:: Page excerpt ::
This sort of crisis mood can come into just about any aspect of life.

Financial

Financial survival mode looks like this: You try to at least pay the minimum payment on your credit cards, you’re probably renting, and you run out of money by the time the next paycheck comes. You aren’t quite sure what you spent the money on, but you’re too busy to find out and you definitely don’t have an emergency fund so even if you do succeed in paying your credit cards off, if you have to call the plumber, you’re right back where you started: paying interest on credit card loans.

The first step is to choose to believe that you don’t have to live that way. The second step is to sit down with your spouse if you’re married or if you’re single by yourself with a friend who knows about money or a financial advisor if you can get one, and figure out what your goal is. Your goals will depend on who you are. It could be anything from, “we will be debt free by next Christmas” or “we will be in position to open our own home in three years,” to “I want to start a business that provides all the income we need in five years.”

Then, once you’ve determined what your goal is, make a plan to reach it. Divide it up into actionable steps. Schedule them. And most importantly, plan how you will keep checking your progress. It could be as simply as putting a monthly reminder on your calendar to see if you are making the progress you want.

This book could get you started in the right direction: Why smart people do stupid things with money.

Marriage

Working with your goals in mind is particularly important in a relationship. It’s easy to end up going through the motions of married life, if you don’t remind yourself what you’re trying to accomplish. Presumably you got married so that you could help each other be happy together. Maybe you didn’t think it out quite like that beforehand, but that’s generally why people want to get married. And so if you start taking each other for granted, bickering over chores, or just feeling unappreciated or upset in general, it’s likely that the real problem is that you’ve lost sight of your goal.

The steps for this are the same:

First, recognize that you don’t have to live that way. Assuming that you and your spouse are sane, decent human adults, you should be able to work out a plan together to help each other be happy, and then execute that plan.

Secondly, block out some time to be alone and sit down together and discuss the things that are bothering you. Seriously, do it. If you need a babysitter get one. (If you can’t afford it, do it anyway, and add money goals to your discussion. It’s that important.) If the kids have to eat junk food and watch cartoons one night, or if you have to call in three favors from your sister in law, just do it. And then drink some wine, eat some chocolate, listen to some music, whatever it takes to be in a good mood, and talk it out with your spouse.

I highly recommend the marriage meeting format. It’s simple and really helps the conversation be productive. (My husband and I have been doing them every week for at least a year now, and we recommend it to all our friends.)

And finally, come up with a plan to reach your goal. Set up actionable steps, schedule them. One good step might be scheduling time for intentional communication, like a weekly marriage meeting. Or scheduling fun things to do together–dates don’t have to be expensive. Or getting the kitchen sink fixed… whatever you decide will help you make each other happy.

And then follow through on your plan.

:: Material shown ::
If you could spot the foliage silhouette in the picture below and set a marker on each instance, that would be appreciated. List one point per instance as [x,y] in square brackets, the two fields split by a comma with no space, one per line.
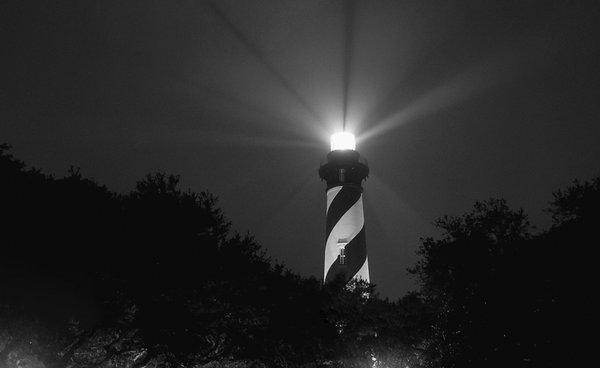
[156,277]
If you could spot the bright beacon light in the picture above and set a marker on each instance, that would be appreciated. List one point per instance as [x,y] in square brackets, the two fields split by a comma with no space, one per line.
[342,141]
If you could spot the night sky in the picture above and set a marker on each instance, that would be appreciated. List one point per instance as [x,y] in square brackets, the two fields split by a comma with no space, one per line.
[452,102]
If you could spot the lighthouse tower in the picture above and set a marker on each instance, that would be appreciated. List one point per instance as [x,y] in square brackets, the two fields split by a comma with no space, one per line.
[345,246]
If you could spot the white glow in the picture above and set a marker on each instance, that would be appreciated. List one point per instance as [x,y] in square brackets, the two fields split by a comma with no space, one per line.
[342,141]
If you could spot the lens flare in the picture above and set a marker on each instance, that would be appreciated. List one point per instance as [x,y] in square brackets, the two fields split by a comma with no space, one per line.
[343,141]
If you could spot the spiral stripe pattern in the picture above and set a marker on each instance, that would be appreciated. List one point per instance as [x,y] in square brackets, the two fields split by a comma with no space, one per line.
[345,229]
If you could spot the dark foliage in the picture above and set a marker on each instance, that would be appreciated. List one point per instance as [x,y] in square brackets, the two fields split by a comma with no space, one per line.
[504,297]
[155,277]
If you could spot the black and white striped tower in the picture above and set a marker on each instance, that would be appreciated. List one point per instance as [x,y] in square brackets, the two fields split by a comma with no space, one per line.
[345,246]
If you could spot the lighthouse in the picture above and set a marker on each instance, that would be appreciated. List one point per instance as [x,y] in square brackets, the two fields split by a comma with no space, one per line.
[345,244]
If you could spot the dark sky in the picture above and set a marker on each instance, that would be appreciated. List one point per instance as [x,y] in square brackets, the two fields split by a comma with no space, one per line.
[452,102]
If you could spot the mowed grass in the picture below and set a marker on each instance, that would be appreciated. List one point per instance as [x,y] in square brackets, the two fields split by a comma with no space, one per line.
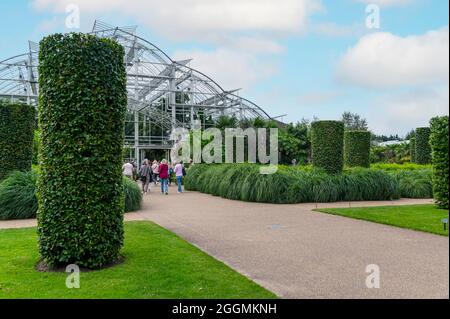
[426,218]
[158,264]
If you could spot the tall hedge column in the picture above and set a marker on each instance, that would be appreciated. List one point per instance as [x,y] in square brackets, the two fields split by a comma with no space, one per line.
[82,107]
[439,143]
[423,147]
[17,124]
[327,141]
[357,148]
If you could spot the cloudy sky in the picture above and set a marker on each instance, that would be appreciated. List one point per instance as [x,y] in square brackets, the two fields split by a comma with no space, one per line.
[303,58]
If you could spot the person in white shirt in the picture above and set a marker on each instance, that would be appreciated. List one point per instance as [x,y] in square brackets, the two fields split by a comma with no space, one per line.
[128,170]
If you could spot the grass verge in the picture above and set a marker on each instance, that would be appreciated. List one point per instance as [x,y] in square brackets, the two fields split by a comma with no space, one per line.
[426,218]
[158,264]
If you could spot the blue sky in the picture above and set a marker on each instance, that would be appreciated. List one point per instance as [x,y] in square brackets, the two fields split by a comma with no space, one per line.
[303,58]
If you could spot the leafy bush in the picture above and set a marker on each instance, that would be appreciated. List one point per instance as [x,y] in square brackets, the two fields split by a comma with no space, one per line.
[291,184]
[327,140]
[17,122]
[439,142]
[423,147]
[18,196]
[412,149]
[133,195]
[82,107]
[357,148]
[401,167]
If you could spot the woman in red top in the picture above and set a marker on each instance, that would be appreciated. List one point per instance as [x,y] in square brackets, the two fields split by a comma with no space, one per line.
[164,177]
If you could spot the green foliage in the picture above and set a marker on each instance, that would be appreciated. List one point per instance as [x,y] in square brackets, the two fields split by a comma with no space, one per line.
[439,143]
[82,107]
[423,147]
[327,139]
[354,122]
[18,196]
[414,183]
[133,195]
[394,154]
[17,122]
[400,167]
[291,148]
[357,148]
[414,180]
[412,149]
[291,184]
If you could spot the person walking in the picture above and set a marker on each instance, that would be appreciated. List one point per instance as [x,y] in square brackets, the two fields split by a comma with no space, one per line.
[164,177]
[155,171]
[179,172]
[127,170]
[146,176]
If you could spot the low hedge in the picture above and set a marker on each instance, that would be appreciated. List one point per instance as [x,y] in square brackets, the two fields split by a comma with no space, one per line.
[439,142]
[357,148]
[423,146]
[18,198]
[17,123]
[327,145]
[291,184]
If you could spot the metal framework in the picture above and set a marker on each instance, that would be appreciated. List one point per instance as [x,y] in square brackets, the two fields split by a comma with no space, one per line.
[163,94]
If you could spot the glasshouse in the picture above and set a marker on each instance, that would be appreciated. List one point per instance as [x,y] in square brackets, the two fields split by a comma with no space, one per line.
[96,201]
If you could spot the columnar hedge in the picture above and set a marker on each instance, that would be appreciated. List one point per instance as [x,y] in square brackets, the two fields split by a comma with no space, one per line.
[327,142]
[412,149]
[17,123]
[423,147]
[439,142]
[82,107]
[357,148]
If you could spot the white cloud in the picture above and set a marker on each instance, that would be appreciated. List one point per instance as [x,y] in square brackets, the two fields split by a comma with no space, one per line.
[318,97]
[201,19]
[401,113]
[232,69]
[243,32]
[381,60]
[335,30]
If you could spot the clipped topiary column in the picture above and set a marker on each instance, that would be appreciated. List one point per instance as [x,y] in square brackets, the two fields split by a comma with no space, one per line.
[412,149]
[439,142]
[17,124]
[327,141]
[423,147]
[82,107]
[357,148]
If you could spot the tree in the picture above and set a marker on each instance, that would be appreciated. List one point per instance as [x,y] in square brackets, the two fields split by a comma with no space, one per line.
[354,122]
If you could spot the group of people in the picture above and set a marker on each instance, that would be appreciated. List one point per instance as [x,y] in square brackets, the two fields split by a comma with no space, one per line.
[156,172]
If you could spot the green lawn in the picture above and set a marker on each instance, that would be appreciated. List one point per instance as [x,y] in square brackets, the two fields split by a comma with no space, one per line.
[426,218]
[158,264]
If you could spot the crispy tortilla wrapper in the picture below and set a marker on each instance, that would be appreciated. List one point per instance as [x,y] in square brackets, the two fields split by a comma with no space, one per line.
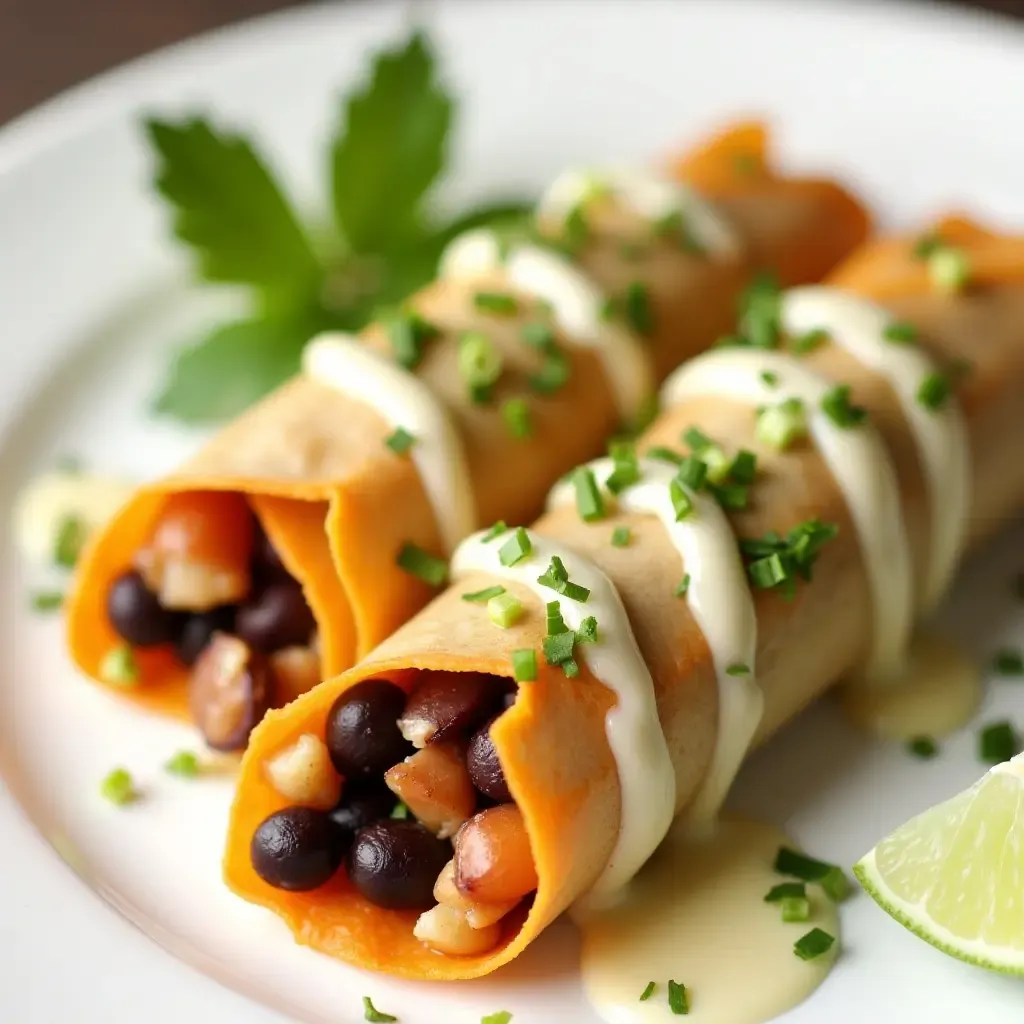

:: Task requirements ::
a) In the passage on getting out of crisis mode with money and marriage, what does it suggest putting on your calendar to check your progress toward a financial goal?
b) Pick up the passage on getting out of crisis mode with money and marriage right after its final sentence, and keep writing in the same voice.

:: Task-by-task outputs ::
a) A monthly reminder to see if you are making the progress you want.

b)
Parenting:

Survival mode parenting, also known as reactive parenting, looks like lots of stress, yelling, and chaos. The kids are always doing something unacceptable, and you’re always tearing your hair out and yelling at them. You probably resort to screens frequently to keep them quiet, and if you don’t, you’re likely constantly sending one or more of them to their rooms. You can’t stand their behavior, but they don’t seem to change no matter what you do. You yell and punish and cry, but they never seem to get any better. If anything they get worse and worse.

Parenting will always be stressful. Children are difficult– that’s just the way it is, but there’s no reason why it has to be absolute misery all day every day. There is no virtue in being miserable. American parents seem to feel that they have to be stressed and overworked or else they’re just not doing their jobs. Which is completely baloney. Following a vocation, like marriage and parenting, should make us happier. If we’re constantly miserable, we’re likely doing something wrong.

So first of all, tell yourself that you don’t have to be miserable. Sleep deprivation might be inevitable at certain stages in your children’s development, but long-term misery should never be required.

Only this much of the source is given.